* **What you are asked to do**
Print, in exact form, the lines below from the one containing "Target: green hillside" through the one containing "sample: (276, 225).", and omit all others.

* **Provided information**
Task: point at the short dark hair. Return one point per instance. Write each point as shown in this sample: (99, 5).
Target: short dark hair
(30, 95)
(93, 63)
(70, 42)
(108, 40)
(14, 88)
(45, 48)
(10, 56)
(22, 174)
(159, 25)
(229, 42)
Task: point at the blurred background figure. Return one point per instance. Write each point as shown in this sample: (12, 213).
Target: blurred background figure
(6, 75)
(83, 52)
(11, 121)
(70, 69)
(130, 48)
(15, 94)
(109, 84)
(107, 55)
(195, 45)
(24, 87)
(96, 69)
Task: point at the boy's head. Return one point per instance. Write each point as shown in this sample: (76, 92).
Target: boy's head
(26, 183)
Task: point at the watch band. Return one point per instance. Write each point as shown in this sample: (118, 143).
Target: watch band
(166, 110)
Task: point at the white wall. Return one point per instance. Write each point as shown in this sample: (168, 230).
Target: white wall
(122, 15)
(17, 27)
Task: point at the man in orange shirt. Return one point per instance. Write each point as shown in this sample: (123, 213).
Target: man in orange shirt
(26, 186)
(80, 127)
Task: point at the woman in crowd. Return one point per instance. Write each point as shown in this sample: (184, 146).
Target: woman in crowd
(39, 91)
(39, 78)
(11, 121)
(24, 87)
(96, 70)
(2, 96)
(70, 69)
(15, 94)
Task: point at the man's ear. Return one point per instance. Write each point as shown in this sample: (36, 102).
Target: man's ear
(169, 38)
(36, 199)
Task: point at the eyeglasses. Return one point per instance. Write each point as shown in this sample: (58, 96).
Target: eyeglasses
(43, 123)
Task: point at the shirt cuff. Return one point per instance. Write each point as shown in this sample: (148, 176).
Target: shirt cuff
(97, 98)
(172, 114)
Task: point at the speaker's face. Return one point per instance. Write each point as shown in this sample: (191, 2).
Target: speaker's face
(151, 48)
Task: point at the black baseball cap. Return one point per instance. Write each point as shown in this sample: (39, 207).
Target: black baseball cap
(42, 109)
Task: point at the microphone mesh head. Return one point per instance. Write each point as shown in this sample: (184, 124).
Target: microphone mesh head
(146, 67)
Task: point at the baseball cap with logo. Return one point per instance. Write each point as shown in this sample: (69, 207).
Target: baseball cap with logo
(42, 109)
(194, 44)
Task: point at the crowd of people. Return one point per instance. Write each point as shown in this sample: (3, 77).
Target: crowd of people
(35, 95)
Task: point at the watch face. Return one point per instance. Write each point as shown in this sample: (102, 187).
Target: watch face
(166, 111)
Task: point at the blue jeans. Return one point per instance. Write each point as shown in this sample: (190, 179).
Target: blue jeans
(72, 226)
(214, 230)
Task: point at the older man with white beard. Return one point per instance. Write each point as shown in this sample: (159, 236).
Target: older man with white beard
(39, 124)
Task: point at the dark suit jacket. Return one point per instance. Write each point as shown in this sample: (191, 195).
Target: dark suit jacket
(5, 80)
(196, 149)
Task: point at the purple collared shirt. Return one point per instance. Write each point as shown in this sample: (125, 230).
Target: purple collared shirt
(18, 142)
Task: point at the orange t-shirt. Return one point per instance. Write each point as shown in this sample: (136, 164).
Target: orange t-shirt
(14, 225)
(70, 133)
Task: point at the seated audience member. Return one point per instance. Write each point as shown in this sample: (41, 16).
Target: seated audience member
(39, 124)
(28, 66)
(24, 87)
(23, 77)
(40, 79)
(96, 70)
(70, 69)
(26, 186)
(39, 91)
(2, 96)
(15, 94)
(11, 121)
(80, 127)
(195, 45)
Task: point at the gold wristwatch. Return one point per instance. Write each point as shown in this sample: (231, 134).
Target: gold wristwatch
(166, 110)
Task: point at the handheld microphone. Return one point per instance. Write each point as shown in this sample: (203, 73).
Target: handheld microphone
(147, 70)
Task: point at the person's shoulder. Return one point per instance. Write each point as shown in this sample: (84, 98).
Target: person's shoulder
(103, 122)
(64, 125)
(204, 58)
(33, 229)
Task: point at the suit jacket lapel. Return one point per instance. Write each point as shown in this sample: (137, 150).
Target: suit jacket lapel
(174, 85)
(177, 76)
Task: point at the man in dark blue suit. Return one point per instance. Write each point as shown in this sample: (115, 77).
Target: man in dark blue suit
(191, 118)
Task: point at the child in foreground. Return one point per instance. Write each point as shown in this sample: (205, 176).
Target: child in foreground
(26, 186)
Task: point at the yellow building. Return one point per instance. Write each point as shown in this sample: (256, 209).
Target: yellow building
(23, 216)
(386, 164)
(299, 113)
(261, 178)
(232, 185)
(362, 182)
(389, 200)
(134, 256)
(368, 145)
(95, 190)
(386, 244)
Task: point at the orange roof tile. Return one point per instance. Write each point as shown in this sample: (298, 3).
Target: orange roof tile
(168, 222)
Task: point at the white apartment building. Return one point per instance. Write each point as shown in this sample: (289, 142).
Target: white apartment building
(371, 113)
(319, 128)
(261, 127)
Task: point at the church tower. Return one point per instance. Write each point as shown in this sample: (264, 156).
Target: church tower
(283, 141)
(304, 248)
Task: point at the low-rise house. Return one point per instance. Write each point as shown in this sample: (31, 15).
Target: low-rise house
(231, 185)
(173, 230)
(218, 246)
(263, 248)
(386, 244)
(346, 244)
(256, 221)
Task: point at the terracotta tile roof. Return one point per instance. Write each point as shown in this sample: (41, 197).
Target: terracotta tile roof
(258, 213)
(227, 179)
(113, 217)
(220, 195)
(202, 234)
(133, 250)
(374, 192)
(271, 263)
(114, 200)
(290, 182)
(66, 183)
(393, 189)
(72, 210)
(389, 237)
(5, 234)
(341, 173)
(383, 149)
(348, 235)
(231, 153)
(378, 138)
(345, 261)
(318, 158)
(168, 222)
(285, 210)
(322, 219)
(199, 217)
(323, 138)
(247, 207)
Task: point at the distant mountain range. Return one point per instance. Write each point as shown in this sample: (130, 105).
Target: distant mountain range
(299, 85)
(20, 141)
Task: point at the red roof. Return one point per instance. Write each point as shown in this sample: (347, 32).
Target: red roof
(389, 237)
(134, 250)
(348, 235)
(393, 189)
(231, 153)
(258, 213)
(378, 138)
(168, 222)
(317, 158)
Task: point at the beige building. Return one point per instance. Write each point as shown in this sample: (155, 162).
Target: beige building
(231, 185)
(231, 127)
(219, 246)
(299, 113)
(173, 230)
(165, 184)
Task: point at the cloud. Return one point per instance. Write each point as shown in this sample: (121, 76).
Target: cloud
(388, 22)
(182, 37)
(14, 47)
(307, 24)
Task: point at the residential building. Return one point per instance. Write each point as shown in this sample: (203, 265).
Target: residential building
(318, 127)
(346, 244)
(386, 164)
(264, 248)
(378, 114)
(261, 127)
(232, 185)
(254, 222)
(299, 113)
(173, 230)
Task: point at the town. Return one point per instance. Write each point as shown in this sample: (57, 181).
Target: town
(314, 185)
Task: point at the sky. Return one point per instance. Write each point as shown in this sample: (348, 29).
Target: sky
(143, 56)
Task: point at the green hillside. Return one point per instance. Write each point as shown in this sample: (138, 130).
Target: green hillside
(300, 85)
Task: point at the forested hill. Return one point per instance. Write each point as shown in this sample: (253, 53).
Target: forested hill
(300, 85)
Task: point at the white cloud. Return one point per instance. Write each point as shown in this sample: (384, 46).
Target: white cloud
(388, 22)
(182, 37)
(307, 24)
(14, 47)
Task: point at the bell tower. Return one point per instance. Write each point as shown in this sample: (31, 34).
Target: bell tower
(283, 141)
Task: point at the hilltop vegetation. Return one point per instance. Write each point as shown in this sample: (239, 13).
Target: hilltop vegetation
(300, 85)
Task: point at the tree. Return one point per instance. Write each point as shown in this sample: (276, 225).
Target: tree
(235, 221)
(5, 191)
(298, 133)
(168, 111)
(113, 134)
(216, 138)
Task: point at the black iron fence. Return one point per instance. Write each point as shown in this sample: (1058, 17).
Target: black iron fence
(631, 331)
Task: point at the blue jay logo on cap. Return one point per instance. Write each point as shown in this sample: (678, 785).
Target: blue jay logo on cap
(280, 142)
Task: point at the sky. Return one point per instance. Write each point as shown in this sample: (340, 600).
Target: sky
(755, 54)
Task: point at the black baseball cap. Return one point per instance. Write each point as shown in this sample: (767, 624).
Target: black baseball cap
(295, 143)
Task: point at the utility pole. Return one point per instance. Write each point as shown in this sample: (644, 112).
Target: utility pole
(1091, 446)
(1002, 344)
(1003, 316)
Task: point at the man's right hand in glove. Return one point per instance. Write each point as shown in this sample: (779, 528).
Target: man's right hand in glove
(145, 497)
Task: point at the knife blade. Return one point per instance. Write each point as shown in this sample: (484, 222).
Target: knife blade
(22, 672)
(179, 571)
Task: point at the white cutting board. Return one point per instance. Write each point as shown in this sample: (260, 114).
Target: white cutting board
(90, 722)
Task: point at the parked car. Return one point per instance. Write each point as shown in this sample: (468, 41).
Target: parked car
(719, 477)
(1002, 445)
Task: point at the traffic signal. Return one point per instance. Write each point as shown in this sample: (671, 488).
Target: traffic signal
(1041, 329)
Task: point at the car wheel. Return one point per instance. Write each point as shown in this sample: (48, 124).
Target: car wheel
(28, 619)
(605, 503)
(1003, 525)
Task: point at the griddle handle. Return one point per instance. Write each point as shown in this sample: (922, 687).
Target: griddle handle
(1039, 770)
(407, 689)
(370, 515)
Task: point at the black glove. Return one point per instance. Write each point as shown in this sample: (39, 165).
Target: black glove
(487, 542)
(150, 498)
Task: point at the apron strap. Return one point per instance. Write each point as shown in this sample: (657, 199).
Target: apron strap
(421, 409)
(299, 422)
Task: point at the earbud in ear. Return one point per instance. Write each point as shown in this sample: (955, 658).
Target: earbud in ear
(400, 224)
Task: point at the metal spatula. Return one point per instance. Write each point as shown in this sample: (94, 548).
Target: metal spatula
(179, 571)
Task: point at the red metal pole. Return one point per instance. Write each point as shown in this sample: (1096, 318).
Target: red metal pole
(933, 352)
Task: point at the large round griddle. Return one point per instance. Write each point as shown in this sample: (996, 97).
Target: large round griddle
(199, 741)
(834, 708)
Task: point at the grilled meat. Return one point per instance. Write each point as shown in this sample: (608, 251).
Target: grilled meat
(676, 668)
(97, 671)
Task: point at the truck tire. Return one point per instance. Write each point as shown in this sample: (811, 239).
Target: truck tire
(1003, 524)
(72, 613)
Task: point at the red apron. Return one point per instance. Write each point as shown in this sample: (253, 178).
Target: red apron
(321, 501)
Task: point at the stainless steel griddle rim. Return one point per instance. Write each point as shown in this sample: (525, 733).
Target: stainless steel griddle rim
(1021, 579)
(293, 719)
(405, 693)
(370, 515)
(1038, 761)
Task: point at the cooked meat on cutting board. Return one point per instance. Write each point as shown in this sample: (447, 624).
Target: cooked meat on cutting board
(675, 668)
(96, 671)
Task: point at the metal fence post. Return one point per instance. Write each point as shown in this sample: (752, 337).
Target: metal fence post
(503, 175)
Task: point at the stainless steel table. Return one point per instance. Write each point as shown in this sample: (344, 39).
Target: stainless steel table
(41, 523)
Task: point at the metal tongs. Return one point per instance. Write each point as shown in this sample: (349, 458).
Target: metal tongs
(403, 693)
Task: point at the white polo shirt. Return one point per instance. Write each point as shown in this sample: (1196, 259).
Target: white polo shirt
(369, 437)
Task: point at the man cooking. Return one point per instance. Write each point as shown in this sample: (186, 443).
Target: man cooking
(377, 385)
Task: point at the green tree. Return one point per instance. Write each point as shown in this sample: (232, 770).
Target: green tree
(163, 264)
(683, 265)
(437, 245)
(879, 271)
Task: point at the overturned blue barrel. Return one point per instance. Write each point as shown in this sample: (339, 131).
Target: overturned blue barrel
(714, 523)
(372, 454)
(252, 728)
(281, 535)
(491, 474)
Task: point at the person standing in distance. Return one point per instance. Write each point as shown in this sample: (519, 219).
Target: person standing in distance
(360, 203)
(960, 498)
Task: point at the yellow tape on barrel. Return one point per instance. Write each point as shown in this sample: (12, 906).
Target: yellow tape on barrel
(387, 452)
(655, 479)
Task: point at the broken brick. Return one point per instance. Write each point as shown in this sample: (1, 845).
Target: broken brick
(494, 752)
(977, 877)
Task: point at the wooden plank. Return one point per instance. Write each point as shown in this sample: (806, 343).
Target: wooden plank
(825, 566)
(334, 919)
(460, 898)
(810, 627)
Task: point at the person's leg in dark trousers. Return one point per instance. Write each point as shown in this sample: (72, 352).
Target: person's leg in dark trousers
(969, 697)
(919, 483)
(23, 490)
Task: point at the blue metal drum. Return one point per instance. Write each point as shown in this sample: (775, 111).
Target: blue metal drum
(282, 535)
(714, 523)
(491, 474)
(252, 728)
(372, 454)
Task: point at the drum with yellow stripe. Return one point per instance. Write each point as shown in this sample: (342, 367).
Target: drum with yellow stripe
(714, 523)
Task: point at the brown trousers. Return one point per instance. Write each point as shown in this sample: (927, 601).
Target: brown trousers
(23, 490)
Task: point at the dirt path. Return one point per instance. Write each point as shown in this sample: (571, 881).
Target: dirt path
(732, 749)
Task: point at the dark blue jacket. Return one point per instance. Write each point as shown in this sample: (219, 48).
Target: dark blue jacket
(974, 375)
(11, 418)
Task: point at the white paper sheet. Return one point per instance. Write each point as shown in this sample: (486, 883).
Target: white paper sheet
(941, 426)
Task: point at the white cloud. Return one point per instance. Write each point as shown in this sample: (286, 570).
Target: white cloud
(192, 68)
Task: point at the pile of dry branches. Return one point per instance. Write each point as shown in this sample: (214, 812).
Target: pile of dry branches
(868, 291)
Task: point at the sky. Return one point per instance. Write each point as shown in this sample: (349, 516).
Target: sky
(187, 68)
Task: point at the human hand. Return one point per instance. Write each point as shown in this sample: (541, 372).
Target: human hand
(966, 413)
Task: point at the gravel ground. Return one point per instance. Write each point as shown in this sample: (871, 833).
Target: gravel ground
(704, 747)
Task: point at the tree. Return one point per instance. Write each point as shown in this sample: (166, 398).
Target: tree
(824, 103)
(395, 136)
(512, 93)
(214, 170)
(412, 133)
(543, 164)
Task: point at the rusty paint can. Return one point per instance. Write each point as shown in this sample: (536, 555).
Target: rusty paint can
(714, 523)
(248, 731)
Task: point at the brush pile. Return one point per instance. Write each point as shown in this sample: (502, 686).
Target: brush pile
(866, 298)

* **Answer to the problem**
Target: green hillside
(300, 85)
Task: point at the forested hill. Return one point per instance. Write each point as shown in this sample: (253, 53).
Target: forested hill
(300, 85)
Task: point at the white cloud. Return one point per instance. Write each point as shown in this sample: (384, 46).
Target: white cloud
(388, 22)
(182, 37)
(307, 24)
(14, 47)
Task: point at the bell tower. Return one point per instance. Write each point as shown in this sample: (31, 34).
Target: bell tower
(283, 141)
Task: point at the hilltop vegetation. Return one point per instance. Write each point as shown in this sample: (239, 13).
Target: hilltop vegetation
(300, 85)
Task: point at the tree. Return one point per instance. Write each point as shown in this sample: (276, 225).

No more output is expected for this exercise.